Write the next part of the thread on rewriting the release verification script in Python, starting after its final line.
*** Document segment
So the remaining external calls would be to gpg and wget right now. Happy though to also get rid of the latter one, if that is the general wish.

laanwj commented at 9:23 AM on December 21, 2020: member

I was thinking of this script yesterday during a twitter thread, and wondered if it would be useful to make it do verification against gitian deterministic build attestations. This would be more thorough than validating my signature. At the least rewriting it in Python makes it easier to do this.

This is out of scope for this PR of course.

So the remaining external calls would be to gpg and wget right now. Happy though to also get rid of the latter one, if that is the general wish.

wget is not low-hanging fruit in this regard. It's fairly easy to implement a poor man's wget in Python, but adding other features such as a progress bar makes it a lot more work. Especially as we don't want to introduce external Python dependencies. Could also be done in a later PR. I think it's fine like this.

laanwj commented at 9:34 AM on December 21, 2020: member

Testing a bit

$ ./verify.py 0.20.1-linux
Downloading bitcoin-0.20.1-aarch64-linux-gnu.tar.gz
Downloading bitcoin-0.20.1-arm-linux-gnueabihf.tar.gz
Downloading bitcoin-0.20.1-riscv64-linux-gnu.tar.gz
Downloading bitcoin-0.20.1-x86_64-linux-gnu.tar.gz
Keep the binaries in /tmp/bitcoin_verify_binaries
Verified hashes of
bitcoin-0.20.1-aarch64-linux-gnu.tar.gz
bitcoin-0.20.1-arm-linux-gnueabihf.tar.gz
bitcoin-0.20.1-riscv64-linux-gnu.tar.gz
bitcoin-0.20.1-x86_64-linux-gnu.tar.gz
$ ./verify.py 0.19.0.1-linux
Downloading bitcoin-0.19.0.1-aarch64-linux-gnu.tar.gz
Downloading bitcoin-0.19.0.1-arm-linux-gnueabihf.tar.gz
Downloading bitcoin-0.19.0.1-i686-pc-linux-gnu.tar.gz
Downloading bitcoin-0.19.0.1-riscv64-linux-gnu.tar.gz
Downloading bitcoin-0.19.0.1-x86_64-linux-gnu.tar.gz
Keep the binaries in /tmp/bitcoin_verify_binaries
Verified hashes of
bitcoin-0.19.0.1-aarch64-linux-gnu.tar.gz
bitcoin-0.19.0.1-arm-linux-gnueabihf.tar.gz
bitcoin-0.19.0.1-i686-pc-linux-gnu.tar.gz
bitcoin-0.19.0.1-riscv64-linux-gnu.tar.gz
bitcoin-0.19.0.1-x86_64-linux-gnu.tar.gz
$ ./verify.py 0.20.0-linux  # <---------------------------------------------------
bitcoin.org and bitcoincore.org signature files were not equal?
******
*** Collected material
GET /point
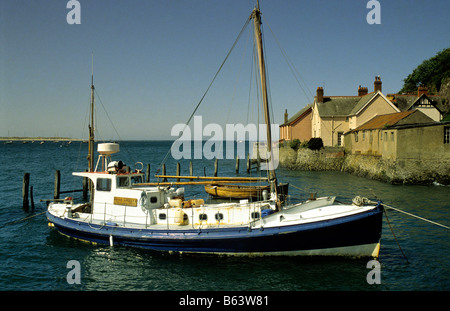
******
▶ **Task response**:
$ ./verify.py 0.20.0-linux
Downloading bitcoin-0.20.0-aarch64-linux-gnu.tar.gz
Downloading bitcoin-0.20.0-aarch64-linux-gnu.tar.gz
Downloading bitcoin-0.20.0-arm-linux-gnueabihf.tar.gz
Downloading bitcoin-0.20.0-riscv64-linux-gnu.tar.gz
Downloading bitcoin-0.20.0-x86_64-linux-gnu.tar.gz
Keep the binaries in /tmp/bitcoin_verify_binaries
Verified hashes of
bitcoin-0.20.0-aarch64-linux-gnu.tar.gz
bitcoin-0.20.0-arm-linux-gnueabihf.tar.gz
bitcoin-0.20.0-riscv64-linux-gnu.tar.gz
bitcoin-0.20.0-x86_64-linux-gnu.tar.gz

The intermittent issue was strange. I'd love to see more detailed output in case of such an error, or at the least not removing the files immediately.

contrib: binary verification script verify.sh rewritten in python c84838e7af

contrib: remove verify.sh

This script has been replaced by verify.py.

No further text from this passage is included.